__Your objective__: Pick out each line below that contains the word "soldier" and copy it in full.

[Begin The records]

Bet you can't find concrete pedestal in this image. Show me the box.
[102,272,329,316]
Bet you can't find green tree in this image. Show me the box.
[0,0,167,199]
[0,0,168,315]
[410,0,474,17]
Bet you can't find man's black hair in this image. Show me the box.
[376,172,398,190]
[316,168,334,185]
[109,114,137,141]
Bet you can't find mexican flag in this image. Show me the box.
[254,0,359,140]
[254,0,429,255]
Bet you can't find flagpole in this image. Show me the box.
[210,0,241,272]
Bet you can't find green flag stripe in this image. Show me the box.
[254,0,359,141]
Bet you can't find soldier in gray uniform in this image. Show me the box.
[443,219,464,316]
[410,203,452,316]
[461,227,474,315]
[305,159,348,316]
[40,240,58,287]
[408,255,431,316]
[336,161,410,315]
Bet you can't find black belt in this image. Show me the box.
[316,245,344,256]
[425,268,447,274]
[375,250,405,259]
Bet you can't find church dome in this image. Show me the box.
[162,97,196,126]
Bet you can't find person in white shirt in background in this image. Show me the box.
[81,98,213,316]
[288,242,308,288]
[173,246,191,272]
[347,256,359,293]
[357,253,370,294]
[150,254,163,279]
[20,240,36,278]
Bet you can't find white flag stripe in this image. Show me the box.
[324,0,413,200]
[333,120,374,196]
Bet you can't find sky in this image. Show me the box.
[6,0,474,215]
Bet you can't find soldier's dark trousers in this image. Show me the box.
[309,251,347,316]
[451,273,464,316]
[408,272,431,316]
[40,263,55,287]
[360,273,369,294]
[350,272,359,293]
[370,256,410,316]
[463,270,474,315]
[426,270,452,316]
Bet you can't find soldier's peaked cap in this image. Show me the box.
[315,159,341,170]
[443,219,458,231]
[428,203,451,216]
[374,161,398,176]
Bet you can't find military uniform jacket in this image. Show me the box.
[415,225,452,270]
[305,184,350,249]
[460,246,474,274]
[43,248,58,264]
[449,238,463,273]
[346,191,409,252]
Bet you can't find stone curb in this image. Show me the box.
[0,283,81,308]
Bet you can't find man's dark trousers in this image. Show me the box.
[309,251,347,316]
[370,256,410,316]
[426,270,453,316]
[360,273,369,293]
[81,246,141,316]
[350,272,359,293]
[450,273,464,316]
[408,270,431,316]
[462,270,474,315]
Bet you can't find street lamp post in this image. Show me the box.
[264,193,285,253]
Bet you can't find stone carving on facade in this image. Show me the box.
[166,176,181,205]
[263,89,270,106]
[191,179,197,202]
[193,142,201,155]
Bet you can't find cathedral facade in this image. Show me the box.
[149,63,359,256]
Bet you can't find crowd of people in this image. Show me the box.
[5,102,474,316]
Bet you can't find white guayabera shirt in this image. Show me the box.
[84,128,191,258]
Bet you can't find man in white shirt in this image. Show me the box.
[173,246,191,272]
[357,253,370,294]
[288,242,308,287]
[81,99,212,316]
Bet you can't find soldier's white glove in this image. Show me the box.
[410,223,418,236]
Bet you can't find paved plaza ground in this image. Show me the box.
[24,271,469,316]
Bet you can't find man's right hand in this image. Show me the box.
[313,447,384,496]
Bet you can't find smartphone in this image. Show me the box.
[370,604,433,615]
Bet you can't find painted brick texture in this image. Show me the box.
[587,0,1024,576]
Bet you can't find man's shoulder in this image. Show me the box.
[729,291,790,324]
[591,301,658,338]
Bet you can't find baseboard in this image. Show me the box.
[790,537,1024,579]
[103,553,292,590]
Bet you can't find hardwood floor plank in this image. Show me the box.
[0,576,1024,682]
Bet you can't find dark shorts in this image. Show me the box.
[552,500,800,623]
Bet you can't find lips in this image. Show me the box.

[End The records]

__Correct output__:
Bet you can't find soldier in gray uniform in this image. Show me the box.
Bet you can't find soldier's dark trousers in this image. Show me the box.
Bet you can't find soldier's peaked cap in this image. Show me the box.
Bet you can't find soldier's white glove in this image. Show me the box.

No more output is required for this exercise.